-- START SUPPLIED INFORMATION --
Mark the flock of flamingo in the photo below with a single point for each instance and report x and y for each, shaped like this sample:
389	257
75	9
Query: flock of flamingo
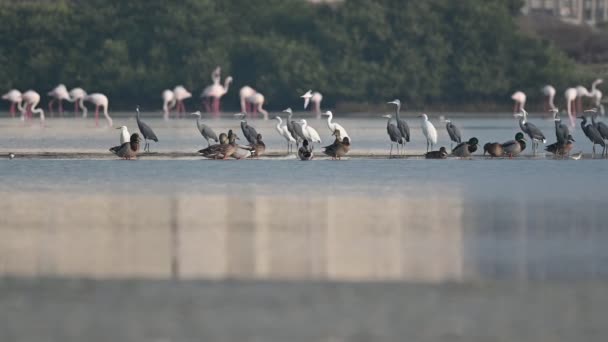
251	100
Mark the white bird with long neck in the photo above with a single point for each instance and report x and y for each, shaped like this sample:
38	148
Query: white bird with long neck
99	100
215	93
549	97
520	101
14	97
429	132
59	93
309	132
168	102
596	95
570	95
181	94
245	93
77	96
333	126
31	100
257	101
284	132
124	134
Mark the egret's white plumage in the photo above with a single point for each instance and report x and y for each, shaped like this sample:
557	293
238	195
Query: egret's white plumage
168	102
284	132
124	134
429	132
333	126
309	132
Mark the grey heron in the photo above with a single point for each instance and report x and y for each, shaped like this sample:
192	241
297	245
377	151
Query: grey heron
146	131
-- END SUPPLIED INFORMATION --
- **TASK DESCRIPTION**
Reproduce all of the material above line for line, omitting the picture.

- **RESULT FOR THIS EXERCISE**
Mark the flock of flamingo in the photo below with a single point for each instance and report x and y for each, shaped like this sample:
389	257
75	9
Query: flock of flamingo
251	100
Mark the white bird with long neck in the photo above with a single point for each instance and report x and y for each, shaped like this sample:
38	148
Query: white bird with long neck
99	100
215	93
549	97
520	101
14	97
429	132
59	93
309	132
168	102
596	95
570	95
181	94
245	93
77	96
333	126
31	100
257	101
284	132
124	134
Mark the egret's white plumage in the photo above with a single point for each instance and report x and y for each, shaped like this sample:
557	293
238	195
Query: egret's white plumage
168	102
284	132
124	134
429	132
333	126
309	132
Mark the grey heron in the photo above with a single point for each instance and report x and y for each, shaped like this sample:
192	241
297	245
377	151
Query: grey heron
146	131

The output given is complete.